- _Task details_: Rewrite the data as a JSON list of strings, one string per line and no blank lines, covering everything from the line containing "Where can you spot the red umbrella" down to the line containing "(1179, 856)", both included.

—————

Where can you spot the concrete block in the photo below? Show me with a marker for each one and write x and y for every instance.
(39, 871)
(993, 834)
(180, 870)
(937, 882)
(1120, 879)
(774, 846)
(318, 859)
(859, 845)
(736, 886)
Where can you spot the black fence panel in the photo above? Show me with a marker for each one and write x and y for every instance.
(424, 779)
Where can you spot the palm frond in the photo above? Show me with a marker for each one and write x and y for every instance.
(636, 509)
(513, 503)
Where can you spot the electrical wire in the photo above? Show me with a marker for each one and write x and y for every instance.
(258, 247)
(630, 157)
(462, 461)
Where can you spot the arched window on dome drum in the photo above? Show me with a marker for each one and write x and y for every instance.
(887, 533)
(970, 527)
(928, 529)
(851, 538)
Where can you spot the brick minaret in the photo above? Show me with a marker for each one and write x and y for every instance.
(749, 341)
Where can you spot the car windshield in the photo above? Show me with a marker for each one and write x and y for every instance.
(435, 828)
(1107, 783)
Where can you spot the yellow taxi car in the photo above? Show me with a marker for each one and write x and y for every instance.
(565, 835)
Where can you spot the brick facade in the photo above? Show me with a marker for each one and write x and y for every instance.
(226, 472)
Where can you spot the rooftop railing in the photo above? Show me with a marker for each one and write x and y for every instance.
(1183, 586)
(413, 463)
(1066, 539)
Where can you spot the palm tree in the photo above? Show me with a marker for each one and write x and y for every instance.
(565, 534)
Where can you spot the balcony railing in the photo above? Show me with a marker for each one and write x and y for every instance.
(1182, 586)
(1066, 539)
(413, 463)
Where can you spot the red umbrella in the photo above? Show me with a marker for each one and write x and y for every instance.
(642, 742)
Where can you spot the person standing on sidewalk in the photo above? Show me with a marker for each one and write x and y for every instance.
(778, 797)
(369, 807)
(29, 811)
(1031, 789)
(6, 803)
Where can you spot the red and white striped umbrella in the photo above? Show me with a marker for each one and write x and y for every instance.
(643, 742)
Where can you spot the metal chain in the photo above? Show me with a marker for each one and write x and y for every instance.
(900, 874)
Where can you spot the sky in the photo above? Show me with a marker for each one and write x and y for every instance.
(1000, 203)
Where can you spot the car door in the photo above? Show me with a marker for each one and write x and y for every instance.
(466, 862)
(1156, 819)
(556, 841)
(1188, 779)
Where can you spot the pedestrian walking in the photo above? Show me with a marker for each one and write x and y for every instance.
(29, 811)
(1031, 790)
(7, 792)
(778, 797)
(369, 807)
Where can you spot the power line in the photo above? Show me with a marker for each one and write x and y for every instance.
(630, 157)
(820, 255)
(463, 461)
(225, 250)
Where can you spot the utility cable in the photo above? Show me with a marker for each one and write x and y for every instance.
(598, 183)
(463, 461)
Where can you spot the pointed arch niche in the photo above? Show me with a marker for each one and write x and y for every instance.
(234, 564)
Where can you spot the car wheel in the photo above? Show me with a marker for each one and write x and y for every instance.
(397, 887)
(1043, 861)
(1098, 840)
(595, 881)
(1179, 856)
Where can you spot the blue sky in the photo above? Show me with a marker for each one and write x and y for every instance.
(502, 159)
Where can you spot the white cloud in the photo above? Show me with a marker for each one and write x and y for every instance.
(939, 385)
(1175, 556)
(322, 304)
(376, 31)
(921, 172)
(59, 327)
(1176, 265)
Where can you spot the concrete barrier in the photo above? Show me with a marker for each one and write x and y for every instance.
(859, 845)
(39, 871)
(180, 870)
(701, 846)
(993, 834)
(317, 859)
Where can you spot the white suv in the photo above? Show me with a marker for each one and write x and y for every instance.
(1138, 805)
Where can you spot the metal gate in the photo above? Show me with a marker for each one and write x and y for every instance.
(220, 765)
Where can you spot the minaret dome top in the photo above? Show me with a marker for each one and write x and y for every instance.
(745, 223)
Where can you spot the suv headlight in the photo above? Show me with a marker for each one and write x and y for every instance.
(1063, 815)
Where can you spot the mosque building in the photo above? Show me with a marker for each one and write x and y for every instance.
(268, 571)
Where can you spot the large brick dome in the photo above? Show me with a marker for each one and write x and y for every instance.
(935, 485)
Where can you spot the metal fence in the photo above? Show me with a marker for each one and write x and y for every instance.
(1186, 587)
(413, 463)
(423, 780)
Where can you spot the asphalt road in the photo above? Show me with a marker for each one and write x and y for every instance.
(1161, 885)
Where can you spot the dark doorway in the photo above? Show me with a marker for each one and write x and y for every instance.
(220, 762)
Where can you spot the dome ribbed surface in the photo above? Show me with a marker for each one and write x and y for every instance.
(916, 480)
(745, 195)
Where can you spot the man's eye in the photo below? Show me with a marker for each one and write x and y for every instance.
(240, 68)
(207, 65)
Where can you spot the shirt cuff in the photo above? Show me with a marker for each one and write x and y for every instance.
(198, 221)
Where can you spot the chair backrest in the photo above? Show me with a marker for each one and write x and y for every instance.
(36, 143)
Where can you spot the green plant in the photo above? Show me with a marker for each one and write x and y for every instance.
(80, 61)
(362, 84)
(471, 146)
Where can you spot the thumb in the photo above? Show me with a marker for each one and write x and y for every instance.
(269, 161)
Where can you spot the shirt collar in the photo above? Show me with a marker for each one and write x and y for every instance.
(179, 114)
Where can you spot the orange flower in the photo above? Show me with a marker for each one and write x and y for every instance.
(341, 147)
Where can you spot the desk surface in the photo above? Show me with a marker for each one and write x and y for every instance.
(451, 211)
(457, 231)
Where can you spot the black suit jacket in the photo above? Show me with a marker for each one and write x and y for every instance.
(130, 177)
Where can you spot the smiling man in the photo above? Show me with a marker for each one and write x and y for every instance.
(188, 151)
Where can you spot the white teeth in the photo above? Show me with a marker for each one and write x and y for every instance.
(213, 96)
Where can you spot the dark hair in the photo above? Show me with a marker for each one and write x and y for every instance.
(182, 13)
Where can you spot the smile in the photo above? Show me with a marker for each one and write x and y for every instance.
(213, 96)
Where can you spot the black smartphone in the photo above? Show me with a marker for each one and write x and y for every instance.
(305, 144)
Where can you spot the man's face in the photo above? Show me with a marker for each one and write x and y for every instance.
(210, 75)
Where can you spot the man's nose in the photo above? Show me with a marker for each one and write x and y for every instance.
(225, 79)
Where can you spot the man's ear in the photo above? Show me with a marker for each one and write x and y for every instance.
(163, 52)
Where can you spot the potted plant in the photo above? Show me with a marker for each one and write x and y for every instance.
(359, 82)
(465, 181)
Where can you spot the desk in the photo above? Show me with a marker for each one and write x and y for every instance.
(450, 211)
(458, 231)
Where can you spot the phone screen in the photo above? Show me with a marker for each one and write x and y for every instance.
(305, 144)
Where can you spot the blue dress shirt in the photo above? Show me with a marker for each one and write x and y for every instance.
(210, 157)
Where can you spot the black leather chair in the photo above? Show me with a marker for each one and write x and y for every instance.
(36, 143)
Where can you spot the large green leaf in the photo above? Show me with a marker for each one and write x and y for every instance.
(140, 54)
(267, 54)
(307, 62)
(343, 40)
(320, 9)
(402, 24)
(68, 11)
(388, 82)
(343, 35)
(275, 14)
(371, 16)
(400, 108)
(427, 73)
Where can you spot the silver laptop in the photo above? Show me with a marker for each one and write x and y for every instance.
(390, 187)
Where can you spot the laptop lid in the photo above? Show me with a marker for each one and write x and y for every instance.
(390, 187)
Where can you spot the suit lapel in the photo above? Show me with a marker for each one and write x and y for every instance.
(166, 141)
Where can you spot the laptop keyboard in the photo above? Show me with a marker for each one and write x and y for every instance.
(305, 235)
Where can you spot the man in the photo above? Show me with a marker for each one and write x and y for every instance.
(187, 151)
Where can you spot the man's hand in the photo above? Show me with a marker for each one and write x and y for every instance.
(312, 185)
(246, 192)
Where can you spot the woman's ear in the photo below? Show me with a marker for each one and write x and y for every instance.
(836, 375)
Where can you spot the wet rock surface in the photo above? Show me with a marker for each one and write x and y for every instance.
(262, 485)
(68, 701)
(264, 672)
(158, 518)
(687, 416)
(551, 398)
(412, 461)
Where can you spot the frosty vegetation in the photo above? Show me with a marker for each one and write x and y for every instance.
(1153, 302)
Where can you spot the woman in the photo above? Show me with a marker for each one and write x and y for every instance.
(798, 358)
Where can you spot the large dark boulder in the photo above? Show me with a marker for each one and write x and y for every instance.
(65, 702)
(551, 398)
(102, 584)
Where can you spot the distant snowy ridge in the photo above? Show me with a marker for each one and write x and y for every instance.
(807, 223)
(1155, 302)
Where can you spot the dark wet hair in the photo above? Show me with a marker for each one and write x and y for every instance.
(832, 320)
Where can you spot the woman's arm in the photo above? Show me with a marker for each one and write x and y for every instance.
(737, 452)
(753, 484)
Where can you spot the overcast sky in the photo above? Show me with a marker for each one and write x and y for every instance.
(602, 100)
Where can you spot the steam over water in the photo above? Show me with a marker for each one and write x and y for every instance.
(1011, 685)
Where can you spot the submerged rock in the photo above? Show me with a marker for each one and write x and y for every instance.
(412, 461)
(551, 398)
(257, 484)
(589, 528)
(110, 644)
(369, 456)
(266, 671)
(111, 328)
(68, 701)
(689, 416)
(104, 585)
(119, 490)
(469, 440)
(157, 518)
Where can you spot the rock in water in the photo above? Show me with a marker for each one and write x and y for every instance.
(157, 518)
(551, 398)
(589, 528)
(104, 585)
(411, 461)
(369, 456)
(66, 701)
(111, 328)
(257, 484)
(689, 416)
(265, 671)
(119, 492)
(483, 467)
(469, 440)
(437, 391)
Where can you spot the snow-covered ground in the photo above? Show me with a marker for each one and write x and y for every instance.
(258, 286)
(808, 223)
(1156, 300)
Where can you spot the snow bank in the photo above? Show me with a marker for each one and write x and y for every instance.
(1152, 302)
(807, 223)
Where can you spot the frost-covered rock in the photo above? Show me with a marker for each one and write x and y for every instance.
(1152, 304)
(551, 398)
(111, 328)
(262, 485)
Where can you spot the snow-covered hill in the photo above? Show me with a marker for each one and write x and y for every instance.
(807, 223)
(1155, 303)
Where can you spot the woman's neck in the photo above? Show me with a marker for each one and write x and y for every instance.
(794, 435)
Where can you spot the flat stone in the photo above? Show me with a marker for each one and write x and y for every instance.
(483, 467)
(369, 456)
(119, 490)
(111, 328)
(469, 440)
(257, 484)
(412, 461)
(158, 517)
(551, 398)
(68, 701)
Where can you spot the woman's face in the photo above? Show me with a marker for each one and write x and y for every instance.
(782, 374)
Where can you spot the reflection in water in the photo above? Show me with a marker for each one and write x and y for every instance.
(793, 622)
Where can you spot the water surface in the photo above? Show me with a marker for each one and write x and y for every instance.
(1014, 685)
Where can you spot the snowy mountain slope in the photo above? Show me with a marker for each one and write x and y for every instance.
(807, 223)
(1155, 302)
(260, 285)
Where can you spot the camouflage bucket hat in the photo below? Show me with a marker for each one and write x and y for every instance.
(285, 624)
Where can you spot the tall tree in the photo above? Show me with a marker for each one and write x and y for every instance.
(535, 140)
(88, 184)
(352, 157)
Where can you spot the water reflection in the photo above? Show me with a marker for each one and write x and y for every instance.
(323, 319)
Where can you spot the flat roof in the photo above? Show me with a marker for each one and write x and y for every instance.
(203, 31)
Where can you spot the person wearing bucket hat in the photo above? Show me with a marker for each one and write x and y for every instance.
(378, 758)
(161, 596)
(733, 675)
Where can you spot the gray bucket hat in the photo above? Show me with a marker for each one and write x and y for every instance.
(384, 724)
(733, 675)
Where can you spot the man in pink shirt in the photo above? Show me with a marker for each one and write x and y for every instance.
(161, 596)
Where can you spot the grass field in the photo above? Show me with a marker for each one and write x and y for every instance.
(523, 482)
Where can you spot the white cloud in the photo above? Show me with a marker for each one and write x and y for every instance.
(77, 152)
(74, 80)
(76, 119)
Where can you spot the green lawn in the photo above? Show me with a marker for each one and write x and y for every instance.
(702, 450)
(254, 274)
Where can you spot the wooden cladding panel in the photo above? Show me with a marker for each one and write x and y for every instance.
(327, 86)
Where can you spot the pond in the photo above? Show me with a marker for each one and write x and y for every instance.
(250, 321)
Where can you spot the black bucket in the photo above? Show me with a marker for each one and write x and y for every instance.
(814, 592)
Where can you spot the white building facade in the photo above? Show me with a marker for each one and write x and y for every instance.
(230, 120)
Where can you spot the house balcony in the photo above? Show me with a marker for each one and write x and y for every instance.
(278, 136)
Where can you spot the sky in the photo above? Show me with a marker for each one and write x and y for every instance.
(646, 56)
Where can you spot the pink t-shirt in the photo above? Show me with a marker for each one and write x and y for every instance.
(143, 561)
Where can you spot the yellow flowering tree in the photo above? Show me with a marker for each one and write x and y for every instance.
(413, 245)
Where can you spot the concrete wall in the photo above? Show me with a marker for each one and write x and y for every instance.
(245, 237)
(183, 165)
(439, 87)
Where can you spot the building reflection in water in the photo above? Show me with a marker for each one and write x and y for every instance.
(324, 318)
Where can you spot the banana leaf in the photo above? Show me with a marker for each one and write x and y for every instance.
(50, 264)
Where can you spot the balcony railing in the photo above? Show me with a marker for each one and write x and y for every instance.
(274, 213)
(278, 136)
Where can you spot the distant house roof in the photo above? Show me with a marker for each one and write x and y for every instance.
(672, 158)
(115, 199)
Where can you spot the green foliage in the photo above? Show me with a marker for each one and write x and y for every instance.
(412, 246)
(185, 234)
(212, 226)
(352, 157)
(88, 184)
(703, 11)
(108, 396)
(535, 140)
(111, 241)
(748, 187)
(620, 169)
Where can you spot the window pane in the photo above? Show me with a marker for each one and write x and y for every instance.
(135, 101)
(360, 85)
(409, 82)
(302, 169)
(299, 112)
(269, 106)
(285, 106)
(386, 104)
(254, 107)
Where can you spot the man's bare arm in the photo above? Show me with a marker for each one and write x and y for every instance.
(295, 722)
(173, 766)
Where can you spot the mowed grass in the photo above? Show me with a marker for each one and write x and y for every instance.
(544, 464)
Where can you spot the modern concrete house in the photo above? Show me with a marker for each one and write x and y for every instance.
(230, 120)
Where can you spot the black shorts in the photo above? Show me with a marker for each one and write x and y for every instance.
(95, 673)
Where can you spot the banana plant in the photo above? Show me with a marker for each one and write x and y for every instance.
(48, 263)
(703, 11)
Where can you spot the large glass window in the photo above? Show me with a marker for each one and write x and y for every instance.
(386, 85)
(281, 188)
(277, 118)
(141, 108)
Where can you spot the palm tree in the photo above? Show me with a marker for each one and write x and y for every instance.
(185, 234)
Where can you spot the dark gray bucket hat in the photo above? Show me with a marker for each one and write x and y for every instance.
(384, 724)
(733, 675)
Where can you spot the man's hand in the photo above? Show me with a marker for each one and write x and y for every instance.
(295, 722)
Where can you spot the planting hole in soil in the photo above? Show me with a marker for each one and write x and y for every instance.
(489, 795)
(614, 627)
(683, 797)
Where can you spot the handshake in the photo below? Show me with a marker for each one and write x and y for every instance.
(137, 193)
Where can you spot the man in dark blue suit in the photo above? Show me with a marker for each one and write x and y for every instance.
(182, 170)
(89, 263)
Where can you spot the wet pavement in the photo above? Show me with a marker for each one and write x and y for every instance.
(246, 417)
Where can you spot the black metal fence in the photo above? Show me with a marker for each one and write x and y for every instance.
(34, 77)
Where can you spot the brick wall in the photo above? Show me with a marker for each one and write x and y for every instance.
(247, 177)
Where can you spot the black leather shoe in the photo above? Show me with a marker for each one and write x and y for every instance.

—————

- _Full output_:
[
  "Where can you spot the red umbrella in the photo above? Show me with a marker for each one and write x and y for every instance.",
  "(642, 742)",
  "Where can you spot the person standing on sidewalk in the photo above? Show me with a marker for each one and write x and y for every instance.",
  "(778, 797)",
  "(369, 807)",
  "(29, 811)",
  "(1031, 789)",
  "(6, 803)",
  "Where can you spot the red and white striped umbrella in the photo above? Show me with a marker for each one and write x and y for every instance.",
  "(643, 742)",
  "Where can you spot the metal chain in the photo above? Show me with a marker for each one and write x and y for every instance.",
  "(900, 874)",
  "Where can you spot the sky in the photo above? Show me with a marker for each one and write x and y for every instance.",
  "(1000, 203)",
  "Where can you spot the car door in the photo above? Show me with a marker for each one and write x and y for every instance.",
  "(466, 862)",
  "(1156, 819)",
  "(556, 841)",
  "(1188, 779)",
  "Where can you spot the pedestrian walking in the photo above? Show me with a marker for each one and write x and y for every instance.",
  "(29, 811)",
  "(1031, 790)",
  "(7, 792)",
  "(778, 797)",
  "(369, 807)",
  "Where can you spot the power line in the photo above? Show me with a marker for each one and write x and y for every instance.",
  "(630, 157)",
  "(820, 255)",
  "(463, 461)",
  "(225, 250)",
  "Where can you spot the utility cable in the photo above? Show me with a marker for each one and write x and y for every instance.",
  "(598, 183)",
  "(463, 461)",
  "Where can you spot the pointed arch niche in the photo above? Show me with a marker for each one and write x and y for every instance.",
  "(234, 564)",
  "Where can you spot the car wheel in the photo above? Show me with a marker for each one and write x and y for every instance.",
  "(397, 887)",
  "(1043, 861)",
  "(1098, 840)",
  "(595, 881)",
  "(1179, 856)"
]